SOURCE |
In 1978, Norton was relieved of the WBC title in his first defence, when Larry Holmes narrowly outpointed him over 15 brutal rounds, before his boxing career petered out in that sad way they usually do.

 

"I was never the same fighter after that," said Norton. "I never trained so hard again, never could put the same feeling into it. I was at my best that night, in the best shape I ever was."

 

A first-round knockout by Earnie Shavers was followed by a split-decision victory over the impossibly tough Randall Cobb and a first-round knockout by Gerry Cooney, the latest in a long line of 'great white hopes'.

 

And that was that, as least as far as Norton's exploits in the ring were concerned, his final record reading 42 wins, seven losses and one draw,

 

Having retired from the ring, Norton - handsome, charming, articulate - made a smooth transition to acting and broadcasting before a 1986 car crash left him with life-threatening injuries.

 

"My head was split in two," he said.

 

It was a measure of the man's character that he defied the doctors' prognoses and learned to walk and talk again. Then again, what kind of madman would have questioned his character in the first place?

 

This man who stood tall in the greatest age of boxing giants, this man who broke 'The Greatest' of them all.

 

Those boys in the 1970s needed plenty of lumps and bumps to validate their greatness but taken as a whole they make the current heavyweight scene look like virtual desolation.

 

What the Klitschko brothers, Vitali and Wladimir, would give for a Ken Norton now? A magnificent athletic specimen from the United States with hands to shape their greatness.

TASKS TO CARRY OUT |
- 1) List every boxer the passage on Ken Norton names as having fought Norton.
- 2) Gather every line of the rows that contains the string "person", matching case exactly.
The passage on Ken Norton has no connection to the rows that follow it.

RECORDED DATA |
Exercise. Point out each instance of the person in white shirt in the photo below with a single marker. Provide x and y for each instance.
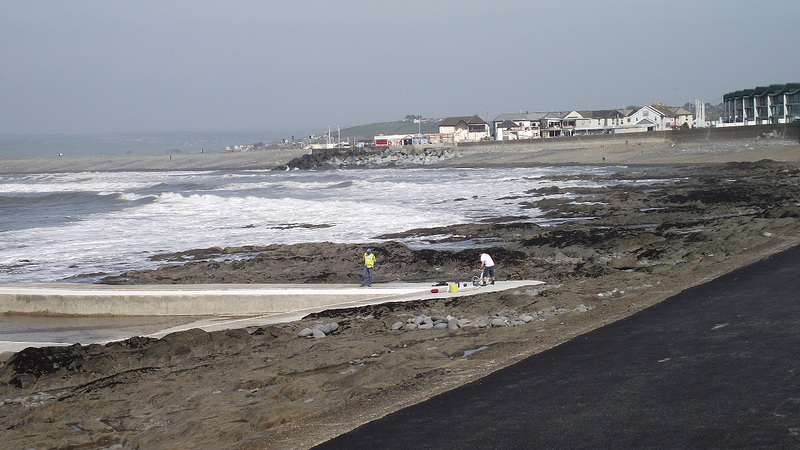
(487, 268)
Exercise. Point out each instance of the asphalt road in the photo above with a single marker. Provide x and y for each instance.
(716, 366)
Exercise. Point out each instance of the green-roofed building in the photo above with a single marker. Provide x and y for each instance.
(776, 103)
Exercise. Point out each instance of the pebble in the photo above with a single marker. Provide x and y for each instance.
(504, 318)
(319, 330)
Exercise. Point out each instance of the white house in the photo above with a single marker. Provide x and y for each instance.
(465, 128)
(509, 127)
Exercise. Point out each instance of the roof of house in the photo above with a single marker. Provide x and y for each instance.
(535, 116)
(469, 120)
(760, 91)
(508, 123)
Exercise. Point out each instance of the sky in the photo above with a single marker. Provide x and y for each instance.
(83, 66)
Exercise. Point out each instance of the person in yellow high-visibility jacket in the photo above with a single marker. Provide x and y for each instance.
(369, 263)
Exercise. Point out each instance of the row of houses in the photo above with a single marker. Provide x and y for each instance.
(776, 103)
(539, 125)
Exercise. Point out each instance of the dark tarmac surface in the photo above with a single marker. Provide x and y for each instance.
(716, 366)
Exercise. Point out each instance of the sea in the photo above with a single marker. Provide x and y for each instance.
(81, 227)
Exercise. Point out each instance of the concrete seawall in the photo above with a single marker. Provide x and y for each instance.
(208, 300)
(64, 314)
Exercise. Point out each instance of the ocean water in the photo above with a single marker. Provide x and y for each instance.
(79, 227)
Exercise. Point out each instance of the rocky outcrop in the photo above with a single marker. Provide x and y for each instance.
(368, 157)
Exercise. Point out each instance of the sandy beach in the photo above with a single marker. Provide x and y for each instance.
(267, 387)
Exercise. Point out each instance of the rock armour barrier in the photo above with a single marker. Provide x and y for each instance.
(369, 157)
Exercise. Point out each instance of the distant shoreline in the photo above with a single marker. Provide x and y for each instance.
(643, 150)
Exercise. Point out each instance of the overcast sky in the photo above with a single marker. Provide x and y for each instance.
(300, 66)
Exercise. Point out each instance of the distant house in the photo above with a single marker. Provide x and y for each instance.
(659, 117)
(389, 140)
(776, 103)
(511, 127)
(465, 128)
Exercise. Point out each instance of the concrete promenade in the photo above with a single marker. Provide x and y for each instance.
(716, 366)
(119, 312)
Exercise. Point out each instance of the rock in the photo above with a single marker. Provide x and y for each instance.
(623, 263)
(94, 426)
(497, 323)
(305, 332)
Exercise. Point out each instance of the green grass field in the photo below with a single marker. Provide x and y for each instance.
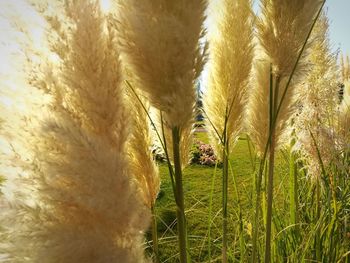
(200, 189)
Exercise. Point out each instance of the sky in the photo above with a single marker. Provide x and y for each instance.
(339, 16)
(338, 12)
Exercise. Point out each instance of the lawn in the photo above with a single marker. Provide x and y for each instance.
(200, 189)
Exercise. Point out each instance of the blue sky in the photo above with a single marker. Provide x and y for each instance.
(339, 17)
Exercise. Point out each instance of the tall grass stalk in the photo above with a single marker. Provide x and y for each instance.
(210, 211)
(293, 185)
(180, 212)
(225, 157)
(155, 235)
(271, 141)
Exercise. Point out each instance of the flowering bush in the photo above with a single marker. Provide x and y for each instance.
(203, 154)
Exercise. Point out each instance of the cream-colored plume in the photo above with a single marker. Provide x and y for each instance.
(69, 193)
(140, 153)
(318, 99)
(160, 44)
(231, 54)
(282, 31)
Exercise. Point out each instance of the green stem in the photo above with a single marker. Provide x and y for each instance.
(210, 212)
(274, 88)
(155, 235)
(224, 199)
(293, 188)
(180, 211)
(269, 200)
(318, 215)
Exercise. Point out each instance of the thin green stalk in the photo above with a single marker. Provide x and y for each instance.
(155, 235)
(210, 212)
(224, 199)
(260, 174)
(318, 230)
(225, 190)
(269, 200)
(293, 187)
(240, 216)
(274, 88)
(254, 252)
(180, 211)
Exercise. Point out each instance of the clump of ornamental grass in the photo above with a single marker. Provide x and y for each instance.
(69, 190)
(317, 103)
(141, 159)
(231, 54)
(160, 45)
(283, 33)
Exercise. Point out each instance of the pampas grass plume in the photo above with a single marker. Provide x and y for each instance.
(74, 199)
(229, 67)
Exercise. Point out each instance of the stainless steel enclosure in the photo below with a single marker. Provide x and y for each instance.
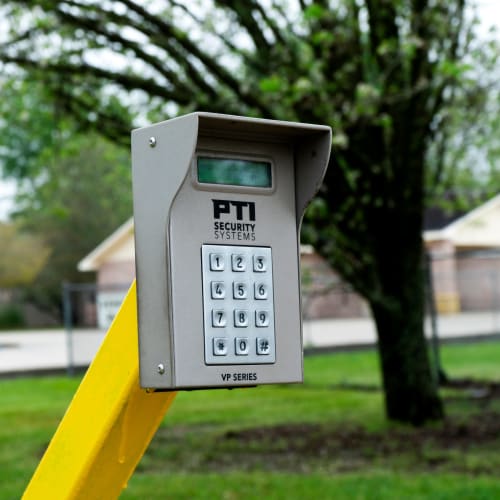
(242, 326)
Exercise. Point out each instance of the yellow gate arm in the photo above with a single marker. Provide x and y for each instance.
(107, 426)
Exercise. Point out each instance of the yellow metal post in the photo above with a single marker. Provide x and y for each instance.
(107, 426)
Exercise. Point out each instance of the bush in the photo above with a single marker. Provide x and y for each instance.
(11, 317)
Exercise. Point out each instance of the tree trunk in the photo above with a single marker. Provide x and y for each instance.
(410, 392)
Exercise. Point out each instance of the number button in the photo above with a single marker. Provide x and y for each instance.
(240, 319)
(260, 291)
(259, 264)
(219, 319)
(261, 319)
(220, 346)
(241, 346)
(238, 263)
(263, 347)
(218, 289)
(216, 262)
(240, 291)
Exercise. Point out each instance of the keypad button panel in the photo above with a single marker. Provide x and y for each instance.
(238, 305)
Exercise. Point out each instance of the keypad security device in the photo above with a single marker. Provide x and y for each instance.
(218, 203)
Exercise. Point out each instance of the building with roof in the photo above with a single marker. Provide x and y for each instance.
(464, 249)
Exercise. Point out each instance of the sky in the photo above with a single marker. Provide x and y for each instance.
(489, 13)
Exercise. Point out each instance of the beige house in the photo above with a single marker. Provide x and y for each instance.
(465, 253)
(324, 294)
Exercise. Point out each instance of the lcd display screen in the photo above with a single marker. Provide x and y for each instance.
(234, 172)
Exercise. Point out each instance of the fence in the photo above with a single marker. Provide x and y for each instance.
(463, 299)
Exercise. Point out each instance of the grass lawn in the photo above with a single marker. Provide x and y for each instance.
(327, 438)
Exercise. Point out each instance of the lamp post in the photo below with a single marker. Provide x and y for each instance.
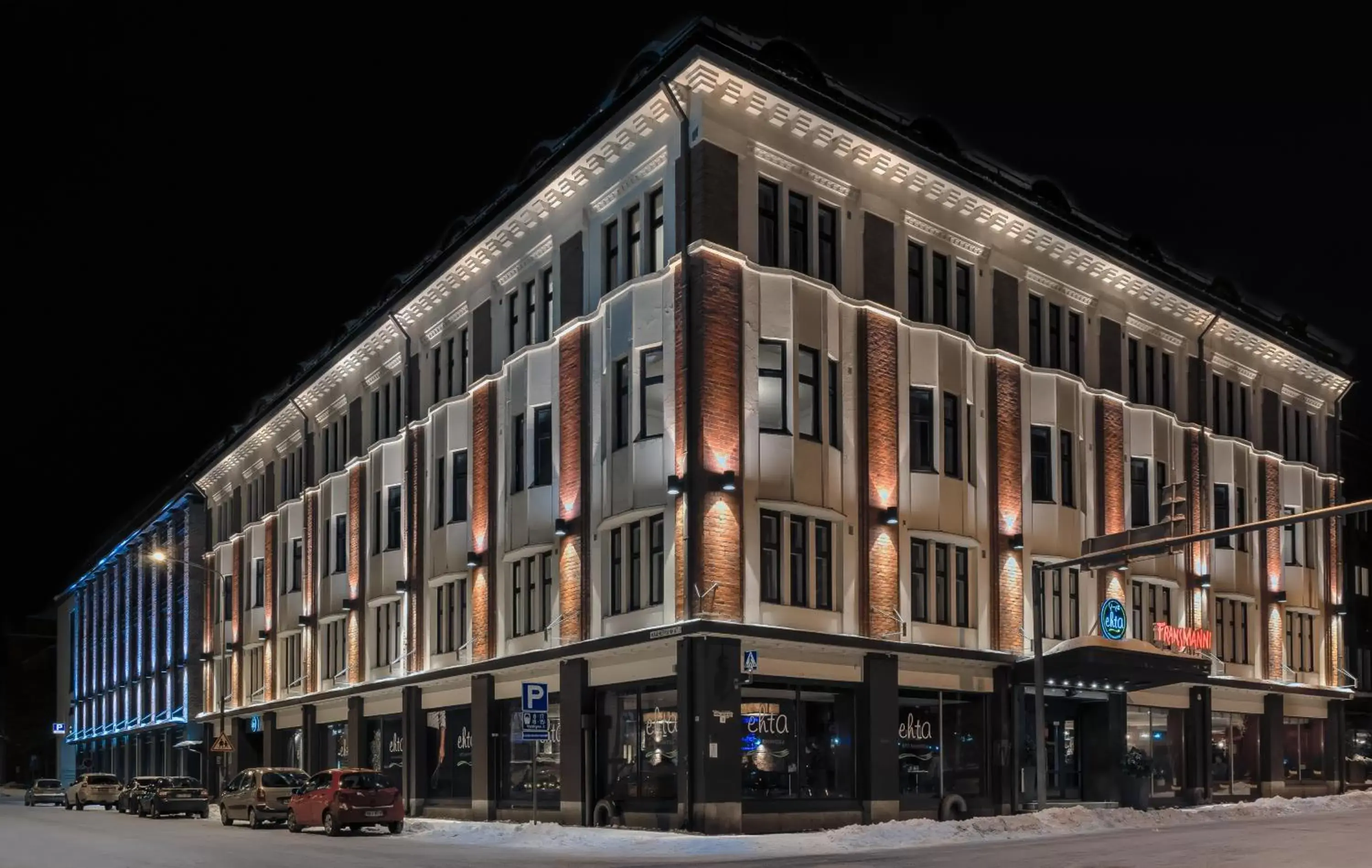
(221, 674)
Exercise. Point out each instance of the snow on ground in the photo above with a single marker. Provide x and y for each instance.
(883, 836)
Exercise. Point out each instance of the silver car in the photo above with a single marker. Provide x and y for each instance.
(260, 796)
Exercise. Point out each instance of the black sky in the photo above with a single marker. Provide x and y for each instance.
(208, 197)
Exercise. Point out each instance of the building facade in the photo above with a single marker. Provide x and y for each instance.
(752, 365)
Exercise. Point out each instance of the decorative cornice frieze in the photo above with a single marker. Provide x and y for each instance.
(1035, 276)
(935, 231)
(645, 171)
(1142, 326)
(788, 164)
(533, 257)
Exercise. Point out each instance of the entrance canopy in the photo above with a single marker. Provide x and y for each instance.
(1128, 664)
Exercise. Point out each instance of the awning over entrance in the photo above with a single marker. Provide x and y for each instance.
(1128, 664)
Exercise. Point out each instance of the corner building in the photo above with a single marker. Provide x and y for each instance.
(815, 386)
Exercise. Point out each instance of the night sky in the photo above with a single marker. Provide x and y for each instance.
(206, 199)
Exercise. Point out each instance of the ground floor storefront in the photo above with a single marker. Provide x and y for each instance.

ANSWERS |
- 1) Larry Holmes, Earnie Shavers, Randall Cobb, Gerry Cooney

- 2)
Exercise. Point out each instance of the person in white shirt in the photo below with a single marker. Provide x and y for each instance.
Exercise. Point out each instance of the person in yellow high-visibility jacket in the photo above with a single marker. Provide x and y for each instance.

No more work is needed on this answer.